The task:
Return every record below exactly as written, omitting any pictures.

═════ Supplied records

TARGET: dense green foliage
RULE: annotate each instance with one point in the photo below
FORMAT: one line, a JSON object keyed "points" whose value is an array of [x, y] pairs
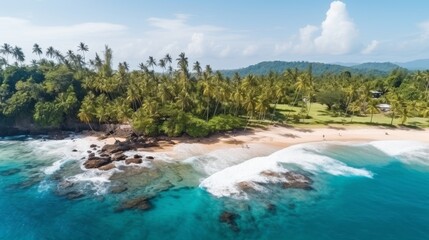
{"points": [[173, 100], [263, 68]]}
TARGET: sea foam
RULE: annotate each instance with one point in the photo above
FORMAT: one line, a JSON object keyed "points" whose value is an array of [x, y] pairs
{"points": [[225, 183], [409, 152]]}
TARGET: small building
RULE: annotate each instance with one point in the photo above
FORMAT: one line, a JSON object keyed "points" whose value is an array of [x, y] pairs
{"points": [[384, 107]]}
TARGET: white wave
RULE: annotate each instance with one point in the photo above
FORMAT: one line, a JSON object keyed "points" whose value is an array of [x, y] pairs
{"points": [[214, 161], [94, 179], [225, 182], [409, 152], [395, 148]]}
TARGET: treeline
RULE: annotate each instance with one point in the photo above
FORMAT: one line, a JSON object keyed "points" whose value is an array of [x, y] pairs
{"points": [[167, 96]]}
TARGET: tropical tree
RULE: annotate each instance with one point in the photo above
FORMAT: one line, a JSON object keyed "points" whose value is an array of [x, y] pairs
{"points": [[6, 49], [37, 50], [82, 47]]}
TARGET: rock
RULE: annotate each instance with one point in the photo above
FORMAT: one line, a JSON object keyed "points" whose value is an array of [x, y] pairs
{"points": [[133, 160], [65, 184], [74, 195], [139, 203], [119, 156], [118, 189], [97, 162], [10, 172], [117, 147], [297, 180], [272, 208], [246, 186], [107, 167], [230, 219]]}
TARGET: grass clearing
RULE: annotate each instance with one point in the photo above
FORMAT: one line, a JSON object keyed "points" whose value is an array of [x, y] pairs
{"points": [[319, 115]]}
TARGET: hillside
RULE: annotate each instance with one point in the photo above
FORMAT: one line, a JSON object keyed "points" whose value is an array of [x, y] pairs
{"points": [[421, 64], [317, 68], [376, 66]]}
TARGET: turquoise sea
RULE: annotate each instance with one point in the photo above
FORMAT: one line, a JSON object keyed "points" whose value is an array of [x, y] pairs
{"points": [[375, 190]]}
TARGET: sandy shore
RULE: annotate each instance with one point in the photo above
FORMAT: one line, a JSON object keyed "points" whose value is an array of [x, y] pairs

══════════

Answer below:
TARGET: dense green foliage
RULE: annotate each instance with one point in the photo below
FORMAT: one line, a JSON object keyed "points" whose value is an array of [x, y] pairs
{"points": [[173, 100], [263, 68]]}
TARGET: sea foam
RULE: annotate each instance with one point in the photo above
FORMAT: one line, a JSON object keyed "points" whose value is an array of [x, y] pairs
{"points": [[225, 183], [409, 152]]}
TARGET: small building
RULE: annotate each instance with one point in the photo above
FORMAT: one line, a JSON object keyed "points" whose value is an array of [x, y] pairs
{"points": [[384, 107]]}
TARGET: white wave
RULE: annotate each instance with one point in the photo above
FORMAT: one line, a JSON object keyed "points" whose value is an array of [x, y] pairs
{"points": [[214, 161], [94, 179], [225, 182], [409, 152], [395, 148]]}
TARGET: treeline
RULE: annotate each instance with one point in the photo above
FORMAT: one line, a JSON object keyed "points" whose value is an array of [x, y] pairs
{"points": [[167, 96]]}
TARGET: tropical tree
RULE: annotate each instance with one point in the photo above
FORMAT: one line, a JSON object keyed "points" whose value is an array of [x, y] pairs
{"points": [[6, 49], [37, 50], [82, 47]]}
TARGET: rock
RULE: annotate each instance with one point in the photo above
FORMAT: one line, a JSON object keyed "points" whose value is an array of [x, y] pairs
{"points": [[133, 160], [65, 184], [74, 195], [139, 203], [119, 156], [118, 189], [97, 162], [10, 172], [117, 147], [297, 180], [272, 208], [246, 186], [107, 167], [230, 219]]}
TARGET: grass clearing
RULE: annotate each instance with one point in the photo above
FORMAT: one line, a JSON object keyed "points" whose value is an array of [x, y] pairs
{"points": [[319, 115]]}
TARGET: hillside
RULE: annotate each instance with one point in the photo above
FORMAT: one line, a JSON object keyed "points" whose value is an array of [x, y] pairs
{"points": [[421, 64], [317, 68], [376, 66]]}
TARGET: turquoise sea
RULE: annotate each instance with one point in the photo above
FORMAT: one line, a JSON object keyed "points" whose value is an array of [x, y] pairs
{"points": [[375, 190]]}
TARGET: sandy shore
RULE: annotate each instance with one point in the photo above
FORMAT: one line, a JSON object keyed "points" whose value is an array of [x, y] pairs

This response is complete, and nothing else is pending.